▶ _Parts of the exercise_:
a. In the article on Robin Williams' alcohol use and depression, what share of people with depression tend to abuse alcohol, according to the cited study?
b. Summarize the article on Robin Williams' alcohol use and depression in two sentences.

▶ _Passage provided_:
***

Robin Williams’ Alcohol Use and Depression
Robin Williams’ alcohol use, depression, and recent death has sparked fears and curiosities about the link between depression and alcohol abuse in general.
According to the WebMD, research is currently split on the issue as to whether clinical depression leads to alcohol abuse or if alcohol abuse causes depression or both. What is known for sure is that alcohol has a very calming effect within the brain and that is why people are likely to turn to it when stressed. According to a recent study conducted by the National Institute on Alcohol Abuse and Alcoholism, nearly one-third of those who struggle with depression of some kind have a tendency to abuse alcohol. It has also been shown that children with tendencies to clinical depression are more likely to develop alcoholism in their teens.
It is not known exactly when Robin Williams’ alcohol use first started but according to Wikipedia, during his childhood, he was bullied constantly and his parents were gone much of the time leaving him and his siblings in the care of their maids. That being said, it’s very possible that Robin Williams’ depression stemmed from that time.

***

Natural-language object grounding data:
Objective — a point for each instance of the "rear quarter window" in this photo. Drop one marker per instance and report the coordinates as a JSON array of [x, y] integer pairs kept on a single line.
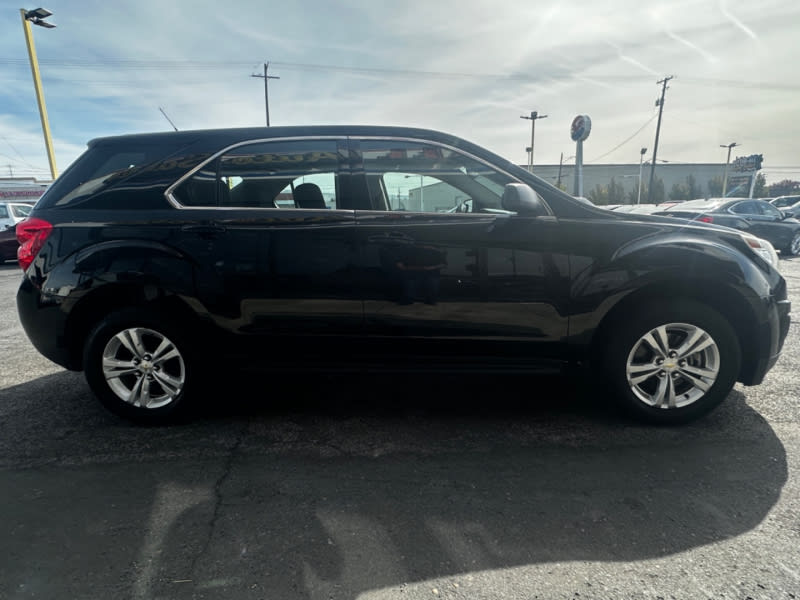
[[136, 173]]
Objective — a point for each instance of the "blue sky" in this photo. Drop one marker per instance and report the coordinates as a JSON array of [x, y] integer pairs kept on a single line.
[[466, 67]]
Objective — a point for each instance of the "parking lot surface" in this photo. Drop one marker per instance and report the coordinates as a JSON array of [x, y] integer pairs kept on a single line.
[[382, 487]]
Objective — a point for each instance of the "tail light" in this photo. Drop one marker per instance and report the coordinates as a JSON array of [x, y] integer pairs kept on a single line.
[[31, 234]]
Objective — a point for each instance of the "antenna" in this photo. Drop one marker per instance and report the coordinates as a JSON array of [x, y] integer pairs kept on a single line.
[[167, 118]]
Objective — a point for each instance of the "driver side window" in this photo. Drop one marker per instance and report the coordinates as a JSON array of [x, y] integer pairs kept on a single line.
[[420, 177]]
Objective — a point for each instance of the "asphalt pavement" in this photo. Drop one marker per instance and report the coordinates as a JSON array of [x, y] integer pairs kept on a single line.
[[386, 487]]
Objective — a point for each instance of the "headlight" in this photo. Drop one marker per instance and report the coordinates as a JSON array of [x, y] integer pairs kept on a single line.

***

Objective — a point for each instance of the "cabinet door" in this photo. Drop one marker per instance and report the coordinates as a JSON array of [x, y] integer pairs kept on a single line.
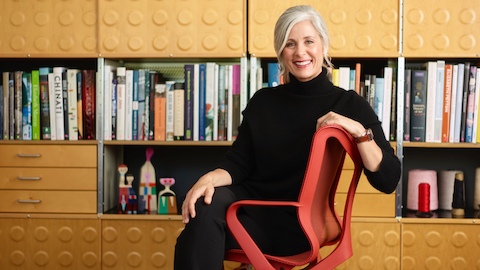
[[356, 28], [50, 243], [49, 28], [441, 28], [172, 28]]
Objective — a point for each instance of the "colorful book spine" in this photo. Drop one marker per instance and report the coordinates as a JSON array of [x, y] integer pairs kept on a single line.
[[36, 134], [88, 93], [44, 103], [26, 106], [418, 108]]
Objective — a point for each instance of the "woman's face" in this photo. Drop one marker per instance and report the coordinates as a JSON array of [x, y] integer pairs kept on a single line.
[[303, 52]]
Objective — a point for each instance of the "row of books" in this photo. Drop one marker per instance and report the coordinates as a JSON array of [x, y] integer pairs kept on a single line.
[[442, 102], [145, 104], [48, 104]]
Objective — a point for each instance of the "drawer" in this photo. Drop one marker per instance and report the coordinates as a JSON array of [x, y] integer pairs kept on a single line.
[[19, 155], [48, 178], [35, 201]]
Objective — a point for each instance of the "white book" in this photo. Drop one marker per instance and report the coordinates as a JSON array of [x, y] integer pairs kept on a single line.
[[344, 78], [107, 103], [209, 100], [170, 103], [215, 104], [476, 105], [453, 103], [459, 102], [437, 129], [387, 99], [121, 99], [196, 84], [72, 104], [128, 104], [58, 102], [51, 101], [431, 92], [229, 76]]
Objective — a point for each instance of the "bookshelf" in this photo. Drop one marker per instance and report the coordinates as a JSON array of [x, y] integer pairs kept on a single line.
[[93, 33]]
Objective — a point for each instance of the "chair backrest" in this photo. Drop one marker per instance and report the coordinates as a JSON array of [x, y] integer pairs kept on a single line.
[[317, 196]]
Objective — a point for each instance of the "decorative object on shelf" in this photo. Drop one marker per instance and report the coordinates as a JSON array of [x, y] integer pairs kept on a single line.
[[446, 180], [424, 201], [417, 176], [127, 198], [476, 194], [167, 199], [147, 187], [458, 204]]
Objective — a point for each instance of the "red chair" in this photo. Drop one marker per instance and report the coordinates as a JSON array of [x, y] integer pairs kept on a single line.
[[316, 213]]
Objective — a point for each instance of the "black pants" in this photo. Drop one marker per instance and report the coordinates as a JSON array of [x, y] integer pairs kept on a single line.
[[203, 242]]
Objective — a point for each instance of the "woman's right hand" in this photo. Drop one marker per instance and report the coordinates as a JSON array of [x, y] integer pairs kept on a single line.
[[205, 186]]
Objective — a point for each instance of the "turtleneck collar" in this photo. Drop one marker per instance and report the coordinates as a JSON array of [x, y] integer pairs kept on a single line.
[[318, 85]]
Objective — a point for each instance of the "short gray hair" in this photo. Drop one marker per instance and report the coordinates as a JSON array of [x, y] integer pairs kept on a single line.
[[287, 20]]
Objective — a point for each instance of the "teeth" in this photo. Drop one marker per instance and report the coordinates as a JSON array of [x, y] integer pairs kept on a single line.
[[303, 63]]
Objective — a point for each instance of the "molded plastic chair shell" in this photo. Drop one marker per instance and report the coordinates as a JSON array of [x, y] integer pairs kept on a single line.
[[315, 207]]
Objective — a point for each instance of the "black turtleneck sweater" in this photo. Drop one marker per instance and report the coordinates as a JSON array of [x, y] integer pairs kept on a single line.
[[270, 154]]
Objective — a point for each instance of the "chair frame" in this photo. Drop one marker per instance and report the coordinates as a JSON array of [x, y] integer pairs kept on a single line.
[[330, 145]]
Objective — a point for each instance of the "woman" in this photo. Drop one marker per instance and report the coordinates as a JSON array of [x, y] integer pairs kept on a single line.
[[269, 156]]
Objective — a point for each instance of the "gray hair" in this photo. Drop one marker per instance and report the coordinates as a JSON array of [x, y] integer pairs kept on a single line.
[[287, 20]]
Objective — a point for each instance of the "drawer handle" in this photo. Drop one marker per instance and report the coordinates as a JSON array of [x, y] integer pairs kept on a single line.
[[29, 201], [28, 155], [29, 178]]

***

▶ _Responses by item number_:
a. Nearly one-third.

b. Robin Williams' alcohol use, depression, and death have prompted questions about the link between depression and alcohol abuse. Research is split on which causes which, but alcohol is known to calm the brain, nearly one-third of people with depression tend to abuse it, and Williams' childhood of constant bullying and absent parents may be where his depression began.